ABOUT THIS TASK: All entries below are to be returned in full, exactly as they stand.

AVAILABLE RECORDS:
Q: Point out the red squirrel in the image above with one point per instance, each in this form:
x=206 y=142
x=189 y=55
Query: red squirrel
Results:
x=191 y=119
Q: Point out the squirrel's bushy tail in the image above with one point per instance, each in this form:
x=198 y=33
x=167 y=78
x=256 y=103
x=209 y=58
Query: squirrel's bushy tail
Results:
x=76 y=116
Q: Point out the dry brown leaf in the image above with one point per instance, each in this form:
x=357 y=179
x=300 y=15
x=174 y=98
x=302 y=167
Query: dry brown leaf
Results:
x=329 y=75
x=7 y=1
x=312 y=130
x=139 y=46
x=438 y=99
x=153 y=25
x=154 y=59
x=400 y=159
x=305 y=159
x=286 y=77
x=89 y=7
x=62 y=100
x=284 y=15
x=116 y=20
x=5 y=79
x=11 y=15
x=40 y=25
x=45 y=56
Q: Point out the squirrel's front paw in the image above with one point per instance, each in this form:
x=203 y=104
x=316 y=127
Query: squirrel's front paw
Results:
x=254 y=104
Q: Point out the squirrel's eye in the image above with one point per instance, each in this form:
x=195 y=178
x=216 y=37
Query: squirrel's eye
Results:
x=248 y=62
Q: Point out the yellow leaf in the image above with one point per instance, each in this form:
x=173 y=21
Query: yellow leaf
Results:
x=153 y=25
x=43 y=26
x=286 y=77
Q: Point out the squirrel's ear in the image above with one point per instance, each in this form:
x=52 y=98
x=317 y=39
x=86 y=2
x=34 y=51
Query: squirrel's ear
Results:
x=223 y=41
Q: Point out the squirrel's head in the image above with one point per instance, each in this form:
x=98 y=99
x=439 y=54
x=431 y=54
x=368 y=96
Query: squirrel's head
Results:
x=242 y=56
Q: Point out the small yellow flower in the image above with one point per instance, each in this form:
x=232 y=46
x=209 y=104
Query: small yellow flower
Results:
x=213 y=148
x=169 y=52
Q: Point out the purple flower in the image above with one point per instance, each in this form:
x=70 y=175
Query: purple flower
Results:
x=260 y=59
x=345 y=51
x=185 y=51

SOLUTION:
Q: Point out the red squirrel in the image above with one point per instance, each in this form:
x=206 y=142
x=189 y=55
Query: red squirrel
Results:
x=191 y=119
Q: Point out the squirrel's bushy tail in the image above with one point per instance, each in this form:
x=198 y=33
x=167 y=78
x=256 y=103
x=209 y=58
Query: squirrel's bushy tail
Results:
x=76 y=116
Q: Point out the dry brown leaf in the image above with one point per instance, each in this form:
x=357 y=179
x=300 y=15
x=174 y=98
x=302 y=167
Query: dry brown leaf
Results:
x=329 y=75
x=7 y=1
x=312 y=130
x=139 y=46
x=438 y=99
x=153 y=25
x=154 y=59
x=400 y=159
x=305 y=159
x=286 y=77
x=89 y=7
x=62 y=100
x=284 y=15
x=116 y=20
x=5 y=79
x=11 y=15
x=40 y=25
x=45 y=56
Q: Point out the squirrel's front paw in the image above with one point per instance, each in this form:
x=203 y=104
x=316 y=127
Query: squirrel's front paw
Results:
x=254 y=104
Q: Point out the squirrel's eye in the image above with one point per instance, each in this form:
x=195 y=178
x=216 y=37
Query: squirrel's eye
Results:
x=248 y=62
Q: Point out the yellow leaf in the image above with one point per instance, each in this form:
x=173 y=21
Query: yellow leaf
Results:
x=153 y=25
x=43 y=26
x=286 y=77
Q: Point out the squirrel's ear in the image above with one point per instance, each in this form:
x=52 y=98
x=317 y=39
x=86 y=2
x=34 y=51
Query: squirrel's ear
Results:
x=223 y=41
Q: Point out the squirrel's head in the image above with one point per instance, each in this form:
x=98 y=99
x=439 y=54
x=431 y=54
x=368 y=96
Query: squirrel's head
Results:
x=242 y=56
Q: Point out the small yellow flower in the image above with one point per instance, each in this form:
x=232 y=46
x=209 y=104
Query: small yellow flower
Results:
x=213 y=148
x=169 y=52
Q: Point out the purple flower in the image above with one point per instance, each in this form:
x=70 y=175
Query: purple flower
Results:
x=260 y=59
x=345 y=51
x=185 y=51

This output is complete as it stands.